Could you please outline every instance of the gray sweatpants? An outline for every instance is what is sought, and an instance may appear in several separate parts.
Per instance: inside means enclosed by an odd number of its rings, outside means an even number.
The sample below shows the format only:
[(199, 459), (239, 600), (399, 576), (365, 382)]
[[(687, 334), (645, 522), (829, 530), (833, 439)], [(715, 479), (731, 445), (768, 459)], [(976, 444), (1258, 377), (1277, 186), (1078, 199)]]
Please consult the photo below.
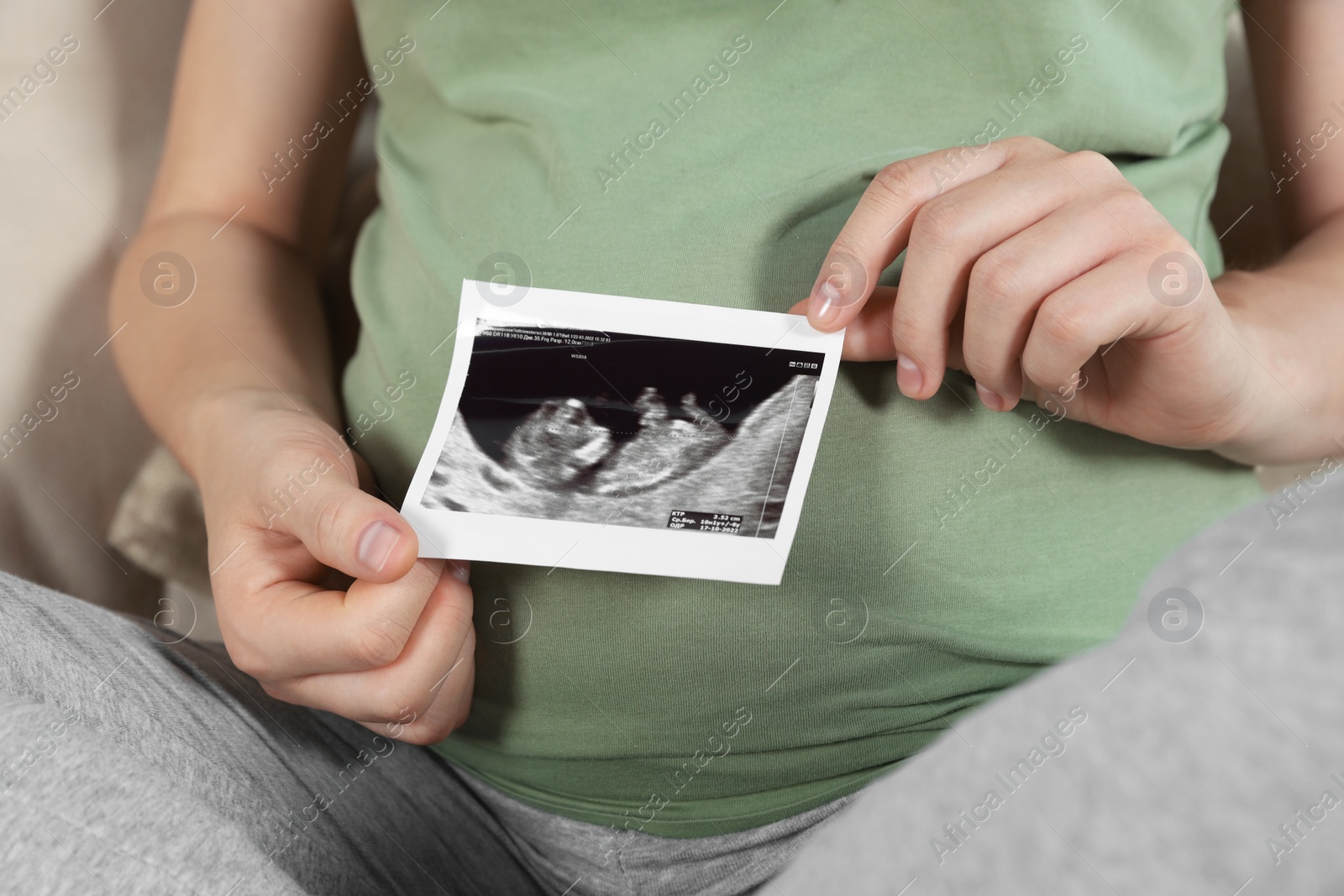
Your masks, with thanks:
[(1344, 490), (1282, 506), (1195, 539), (1116, 643), (958, 720), (844, 811), (637, 834), (614, 861), (606, 827), (0, 576), (0, 892), (1340, 892)]

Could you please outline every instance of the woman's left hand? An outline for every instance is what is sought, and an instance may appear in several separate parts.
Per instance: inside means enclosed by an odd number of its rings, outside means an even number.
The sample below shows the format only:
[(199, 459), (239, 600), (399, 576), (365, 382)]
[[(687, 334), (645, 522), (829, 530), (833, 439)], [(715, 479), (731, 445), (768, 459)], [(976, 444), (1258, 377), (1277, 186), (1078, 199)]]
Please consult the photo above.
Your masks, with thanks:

----

STATED EXERCISE:
Lay out the listing from its first line through the line containing "892), (1340, 892)]", with that line included, as a numbered list. Skip blank lines and leave the pictures out.

TASK ANSWER:
1. Could you please outline every instance of the gray sweatpants? An outline for every instance is what is sought, and an instance may appear in several separate parts.
2. Per instance: inside means enclosed by an odd number of its rings, outside means an even number.
3. The sample below shows the format only:
4. [(199, 459), (239, 600), (399, 576), (365, 382)]
5. [[(687, 334), (645, 522), (829, 530), (833, 439)], [(715, 479), (731, 445), (768, 459)], [(976, 444), (1258, 377), (1277, 186), (1078, 199)]]
6. Please consult the photo below.
7. Your masks, with thanks:
8. [(1344, 490), (1282, 506), (1195, 539), (1116, 643), (958, 720), (844, 811), (637, 834), (614, 861), (606, 827), (0, 576), (0, 892), (1340, 892)]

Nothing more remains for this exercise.